[Problem statement]:
In the text about the channels of the Hawaiian Islands, which two islands does the Kalohi Channel separate?

[Document]:
* begin *

= Channels of the Hawaiian Islands =

Names of the channels of water between the Hawaiian Islands

Channels of the Hawaiian Islands

In an archipelago like the Hawaiian Islands the water between islands is typically called a channel or passage. Described here are the channels between the islands of Hawaii, arranged from northwest to southeast.

== Kaulakahi Channel ==

The Kaulakahi Channel separates the islands of Niʻihau and Kauaʻi. It is 17 mi wide. Kaulakahi translates to "the single flame (streak of color)."

== Kaʻieʻie Waho Channel ==

The Kaʻieʻie Waho Channel, also called the Kauaʻi Channel, separates the islands of Kauaʻi and Oʻahu, at a distance of 72 mi. Kaʻieʻie Waho means "Outer Kaʻieʻie," named after the ʻieʻie vine (Freycinetia arborea). The maximum depth of the channel is over 11000 feet.

== Kaiwi Channel ==

The Kaiwi Channel (also known as the Molokai Channel) separates the islands of Oʻahu and Molokaʻi, and is 26 mi wide. Maximum depth is 2300 ft. Ka Iwi means "the bone."

The channel hosts the Molokaʻi Hoe and Nā Wāhine O Ke Kai outrigger canoe races, which together drew more than 100 crews in 2024, as well as the Molokaʻi 2 Oʻahu paddleboard race. Swimming the channel is one of the seven challenges in the Oceans Seven open water swimming series.

== Kalohi Channel ==

The Kalohi Channel is the stretch of water separating Lānaʻi and Molokaʻi. Depth of water in this channel is about 260 ft and width is 9.3 mi. This is one of the less treacherous channels between islands in the archipelago, although strong winds and choppy sea conditions are frequent. Kaiolohia Beach on the Lānaʻi coast is also known as "Shipwreck Beach" because of a wreck on the reef there. Kalohi means "the slowness."

== Pailolo Channel ==
The Pailolo Channel separates the islands of Molokaʻi and Maui. Some 8.4 mi at its narrowest.

== ʻAuʻau Channel ==

The ʻAuʻau Channel is one of the most protected areas of ocean in the Hawaiian Islands, lying between Lānaʻi and Maui. The channel is also protected by Molokaʻi to the north, and Kahoʻolawe to the south. The depth of the channel reaches 108 ft, and its width is 8.8 mi. ʻAuʻau channel is a whale-watching center in the Hawaiian Islands. Humpback whales migrate approximately 3500 miles from Alaskan waters each autumn and spend the northern hemisphere winter months in the protected waters of the channel.

* end *

[Recorded information]:
* begin *

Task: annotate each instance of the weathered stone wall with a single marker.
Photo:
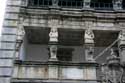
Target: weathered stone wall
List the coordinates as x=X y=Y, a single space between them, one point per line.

* end *

[Task output]:
Lānaʻi and Molokaʻi